## The exercise
Please retype the records below word for word, leaving out the pictures.

## Records from a point labeling set
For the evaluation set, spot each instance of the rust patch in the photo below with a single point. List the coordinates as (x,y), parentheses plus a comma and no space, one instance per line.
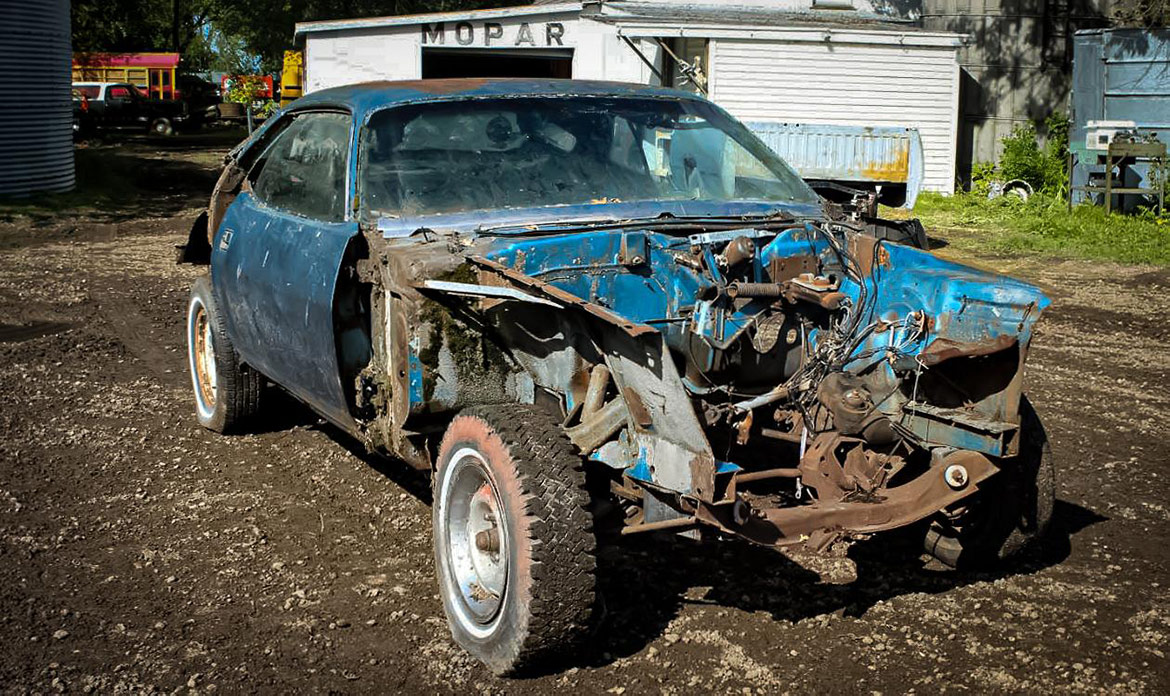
(868,250)
(449,85)
(944,349)
(897,169)
(638,408)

## Exercise output
For the evaluation set, spot each instance of the rust patch in the photo below with a single point. List the coordinates as (x,y), parentheses plus a comma and no space, one instance per line.
(868,250)
(449,85)
(944,349)
(897,169)
(638,408)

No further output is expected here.